**PASSAGE**
########################################

The night before, my parents take us out to what my aunt Cris and uncle Alan call “the last supper,” the last meal the night before surgery. We eat some kind of Italian food and sleep in a hotel up close to the hospital, in Tarrytown, New York.
At the hospital, after we do the paperwork, I give all my jewelry and clothing to my mother, and as I hug her good-bye in my terrible hospital gown, I can see her nose getting red, and she asks the nurse one more question to delay the inevitable. This must be hard for her, to see her child do this. I want to comfort her, but I have no reserves to spare for anyone else today so I turn away. In the prep room, Ashikari and Salzberg keep things light, asking about my writing as they draw with permanent marker on my chest, marking the center of my breastbone. I feel self-conscious about my blotchy un-makeuped face as the hunky, very kind anesthesiologist hooks me to an IV tube.

########################################

Stored data entries
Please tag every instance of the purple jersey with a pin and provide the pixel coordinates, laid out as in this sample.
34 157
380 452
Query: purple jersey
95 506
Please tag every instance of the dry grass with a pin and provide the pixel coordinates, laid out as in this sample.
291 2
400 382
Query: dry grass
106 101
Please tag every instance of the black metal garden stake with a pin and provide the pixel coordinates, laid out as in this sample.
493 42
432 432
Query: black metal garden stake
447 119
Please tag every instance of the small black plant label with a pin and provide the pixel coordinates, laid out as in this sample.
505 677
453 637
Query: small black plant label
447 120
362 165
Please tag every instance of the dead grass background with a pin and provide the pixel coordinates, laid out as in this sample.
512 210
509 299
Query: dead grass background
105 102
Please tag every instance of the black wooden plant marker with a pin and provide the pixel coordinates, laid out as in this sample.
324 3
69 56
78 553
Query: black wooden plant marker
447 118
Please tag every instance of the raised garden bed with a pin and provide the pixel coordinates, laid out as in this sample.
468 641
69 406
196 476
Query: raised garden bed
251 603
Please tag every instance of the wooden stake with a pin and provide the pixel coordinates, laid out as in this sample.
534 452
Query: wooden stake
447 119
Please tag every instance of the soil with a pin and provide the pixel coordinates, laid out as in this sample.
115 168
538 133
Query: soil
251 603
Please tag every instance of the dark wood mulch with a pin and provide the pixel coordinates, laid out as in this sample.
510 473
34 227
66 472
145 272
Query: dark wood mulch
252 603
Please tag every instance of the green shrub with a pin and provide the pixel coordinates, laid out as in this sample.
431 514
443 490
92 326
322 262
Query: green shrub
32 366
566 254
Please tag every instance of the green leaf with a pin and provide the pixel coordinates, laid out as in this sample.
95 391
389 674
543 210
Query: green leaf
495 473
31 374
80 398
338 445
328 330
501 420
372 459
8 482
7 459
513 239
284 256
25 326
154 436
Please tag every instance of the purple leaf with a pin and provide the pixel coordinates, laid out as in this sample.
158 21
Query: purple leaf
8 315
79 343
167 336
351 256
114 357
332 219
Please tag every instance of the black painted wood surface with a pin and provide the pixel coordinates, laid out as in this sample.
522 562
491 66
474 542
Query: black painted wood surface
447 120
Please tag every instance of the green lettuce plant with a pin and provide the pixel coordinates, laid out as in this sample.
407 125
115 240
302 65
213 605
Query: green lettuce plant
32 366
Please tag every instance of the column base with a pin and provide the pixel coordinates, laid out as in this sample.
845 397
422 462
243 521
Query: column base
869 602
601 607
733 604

########################################

**TASK 1**
List every person the surgery passage names.
**TASK 2**
Resume the surgery passage after its last sentence.

**REPLY 1**
Aunt Cris, uncle Alan, Ashikari, and Salzberg.

**REPLY 2**
I take a last trip to the bathroom with my drip, because I’m not ready. I’m not ready to lose my breasts, and I want to see them and feel their softness one last time. I open my gown in front of the mirror and try to fix them in my memory: warm, round, a little droopy. I wish I’d taken a photo of them before now, because now it’s too late, and I’ll forget. I’ll forget them and what they looked and felt like. I will miss them so much. I want to look for longer, but I don’t think I can bear up to that; so I tear my gaze away and dab ineffectually at my face with toilet paper and force myself back into the public of the OR where I know I can’t break down. As they put me under,
I recite some stanzas from “The Cremation of Sam McGee,” a favorite poem my grandpa Gov had known by heart before he lost his wits. I barely make it through a stanza and then, I’m out.
When I regain consciousness, Ashikari and Salzberg are wheeling my bed somewhere, I think, and it seems important to try to tell them I’ve appreciated how nice they’ve been about this whole thing, how their offices had been just like spas. But I’m coming out of anesthesia, and probably incoherent. When I wake again, I feel like Frankenstein’s monster, coming to life—everything seems dim and creaky, and I’m hooked to machines that beep. I can’t breathe, so I call the nurse over and she allows me a puff of my asthma medication. My lungs seem made of turgid rubber, difficult to expand. She tests the oxygen level in my blood; it’s fine. Probably just the pressure from the new implants, she says.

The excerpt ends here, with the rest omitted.